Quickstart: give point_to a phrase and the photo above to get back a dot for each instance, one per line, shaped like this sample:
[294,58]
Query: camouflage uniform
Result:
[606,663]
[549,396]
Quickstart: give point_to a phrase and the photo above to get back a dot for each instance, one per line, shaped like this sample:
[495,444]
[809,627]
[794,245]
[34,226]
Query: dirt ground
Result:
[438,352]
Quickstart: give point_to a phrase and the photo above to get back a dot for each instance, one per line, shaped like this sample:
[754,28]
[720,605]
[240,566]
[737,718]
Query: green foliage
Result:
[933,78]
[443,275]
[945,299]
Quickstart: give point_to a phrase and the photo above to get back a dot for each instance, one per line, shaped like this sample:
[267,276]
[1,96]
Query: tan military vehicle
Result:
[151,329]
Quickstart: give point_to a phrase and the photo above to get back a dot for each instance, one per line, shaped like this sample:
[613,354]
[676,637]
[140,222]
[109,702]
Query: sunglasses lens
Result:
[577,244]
============================================================
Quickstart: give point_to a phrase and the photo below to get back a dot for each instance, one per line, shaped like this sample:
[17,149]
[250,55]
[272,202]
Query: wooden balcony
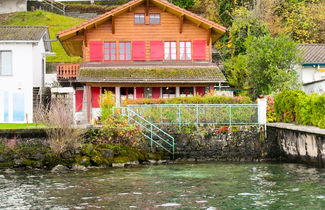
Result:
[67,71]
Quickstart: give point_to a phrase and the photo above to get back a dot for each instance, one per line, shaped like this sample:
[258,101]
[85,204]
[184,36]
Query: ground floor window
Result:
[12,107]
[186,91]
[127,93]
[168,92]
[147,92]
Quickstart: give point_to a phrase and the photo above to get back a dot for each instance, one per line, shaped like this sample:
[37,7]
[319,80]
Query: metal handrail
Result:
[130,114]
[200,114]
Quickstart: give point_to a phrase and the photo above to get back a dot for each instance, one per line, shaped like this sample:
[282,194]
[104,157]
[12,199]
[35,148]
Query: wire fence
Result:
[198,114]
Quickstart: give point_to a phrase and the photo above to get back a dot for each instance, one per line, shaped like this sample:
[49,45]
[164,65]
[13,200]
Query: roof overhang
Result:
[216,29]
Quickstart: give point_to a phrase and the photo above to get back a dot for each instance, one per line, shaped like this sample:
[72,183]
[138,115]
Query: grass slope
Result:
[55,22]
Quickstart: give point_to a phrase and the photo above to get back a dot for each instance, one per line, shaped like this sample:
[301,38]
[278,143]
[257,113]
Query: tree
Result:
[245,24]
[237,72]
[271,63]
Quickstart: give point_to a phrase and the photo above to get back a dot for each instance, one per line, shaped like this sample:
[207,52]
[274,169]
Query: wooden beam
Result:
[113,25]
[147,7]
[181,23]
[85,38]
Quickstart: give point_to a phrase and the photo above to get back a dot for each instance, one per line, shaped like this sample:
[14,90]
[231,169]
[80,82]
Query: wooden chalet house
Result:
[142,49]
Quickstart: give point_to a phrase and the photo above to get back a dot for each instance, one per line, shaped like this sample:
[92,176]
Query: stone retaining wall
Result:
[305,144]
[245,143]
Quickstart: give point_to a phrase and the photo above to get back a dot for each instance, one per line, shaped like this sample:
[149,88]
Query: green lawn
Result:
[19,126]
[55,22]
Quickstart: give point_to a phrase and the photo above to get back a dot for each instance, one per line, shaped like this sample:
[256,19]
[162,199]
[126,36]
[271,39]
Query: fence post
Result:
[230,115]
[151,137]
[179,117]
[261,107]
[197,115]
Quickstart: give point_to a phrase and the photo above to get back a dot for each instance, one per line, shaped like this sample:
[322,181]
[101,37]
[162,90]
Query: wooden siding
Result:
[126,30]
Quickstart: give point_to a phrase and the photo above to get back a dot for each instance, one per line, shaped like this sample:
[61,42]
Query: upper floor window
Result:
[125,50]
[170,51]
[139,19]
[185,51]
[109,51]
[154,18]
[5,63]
============================================================
Exercise prompt
Please gather every line of the records above that contains the word "window", treating case as significant.

Response for this exercise
Query: ground floor window
Query: upper floor window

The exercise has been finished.